[Box-labeled dataset extracts]
<<<<

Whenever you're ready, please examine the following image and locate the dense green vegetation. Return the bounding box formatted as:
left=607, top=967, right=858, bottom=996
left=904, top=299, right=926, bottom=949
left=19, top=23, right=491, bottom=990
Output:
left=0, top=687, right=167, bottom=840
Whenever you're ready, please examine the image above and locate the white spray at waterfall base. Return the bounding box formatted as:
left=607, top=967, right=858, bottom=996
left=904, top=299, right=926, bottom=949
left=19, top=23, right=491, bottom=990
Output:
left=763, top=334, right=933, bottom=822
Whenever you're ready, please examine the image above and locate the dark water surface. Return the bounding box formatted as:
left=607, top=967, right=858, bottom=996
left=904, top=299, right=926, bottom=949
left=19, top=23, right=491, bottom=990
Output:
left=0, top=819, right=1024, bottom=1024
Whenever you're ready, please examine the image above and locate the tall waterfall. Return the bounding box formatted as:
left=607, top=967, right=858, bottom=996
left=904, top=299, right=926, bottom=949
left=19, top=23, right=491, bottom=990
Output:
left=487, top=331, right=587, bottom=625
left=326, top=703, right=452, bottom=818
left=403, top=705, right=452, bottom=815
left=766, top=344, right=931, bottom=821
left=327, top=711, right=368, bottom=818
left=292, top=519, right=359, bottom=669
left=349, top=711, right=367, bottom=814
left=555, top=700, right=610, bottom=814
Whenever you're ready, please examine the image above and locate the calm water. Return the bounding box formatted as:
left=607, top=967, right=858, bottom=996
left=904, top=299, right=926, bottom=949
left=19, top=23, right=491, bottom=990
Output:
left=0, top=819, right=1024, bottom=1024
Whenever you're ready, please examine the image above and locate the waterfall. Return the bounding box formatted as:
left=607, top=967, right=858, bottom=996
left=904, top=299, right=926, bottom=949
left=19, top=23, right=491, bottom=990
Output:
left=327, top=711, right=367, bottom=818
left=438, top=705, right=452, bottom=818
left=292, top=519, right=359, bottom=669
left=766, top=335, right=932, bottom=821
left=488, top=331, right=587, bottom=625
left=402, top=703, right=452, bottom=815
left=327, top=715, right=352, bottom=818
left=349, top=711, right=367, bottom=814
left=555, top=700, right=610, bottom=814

>>>>

WHAT IS BEING ASKED: Write out the listing above again, substituting "Give the bounding box" for each occurrence of "Return the bounding box" and keeping everything else unchanged.

TASK OUTPUT:
Whenever you're ready, please examine the following image and locate the dense green vegetation. Give the bounding box formatted as:
left=607, top=967, right=858, bottom=996
left=904, top=299, right=926, bottom=949
left=19, top=23, right=491, bottom=990
Output:
left=0, top=687, right=167, bottom=840
Whenever you're ready, please examine the image above and locate the white spray at waterfall base. Give the bounding box formatted as:
left=607, top=967, right=858, bottom=996
left=904, top=299, right=926, bottom=949
left=19, top=23, right=491, bottom=990
Output:
left=763, top=334, right=933, bottom=822
Whenever you're ready, please examine the image above and locate the dark water surface. Give the bounding box formatted as:
left=607, top=967, right=858, bottom=996
left=904, top=299, right=926, bottom=949
left=19, top=23, right=491, bottom=990
Output:
left=0, top=819, right=1024, bottom=1024
Whenever you're ready, please examine the image above and locate the tall waterfall. Give the bounding box formatted as:
left=607, top=967, right=858, bottom=996
left=904, top=299, right=926, bottom=949
left=19, top=23, right=491, bottom=990
Output:
left=487, top=331, right=587, bottom=625
left=326, top=703, right=452, bottom=818
left=403, top=705, right=452, bottom=815
left=766, top=344, right=931, bottom=821
left=327, top=711, right=368, bottom=818
left=292, top=519, right=359, bottom=669
left=349, top=711, right=367, bottom=814
left=555, top=700, right=610, bottom=814
Whenever you're ready, please examine the image above and locate the calm water. Give the bounding box formatted as:
left=607, top=967, right=858, bottom=996
left=904, top=299, right=926, bottom=949
left=19, top=23, right=491, bottom=990
Output:
left=0, top=819, right=1024, bottom=1024
Whenever you're ready, please examine the image above and locate the waterfall. Give the bounding box formatted as:
left=607, top=967, right=858, bottom=996
left=904, top=299, right=926, bottom=949
left=19, top=23, right=491, bottom=990
Output:
left=327, top=711, right=367, bottom=818
left=438, top=705, right=452, bottom=818
left=292, top=519, right=359, bottom=669
left=766, top=335, right=932, bottom=821
left=488, top=331, right=587, bottom=625
left=402, top=703, right=452, bottom=815
left=327, top=715, right=352, bottom=818
left=349, top=711, right=367, bottom=814
left=555, top=700, right=610, bottom=814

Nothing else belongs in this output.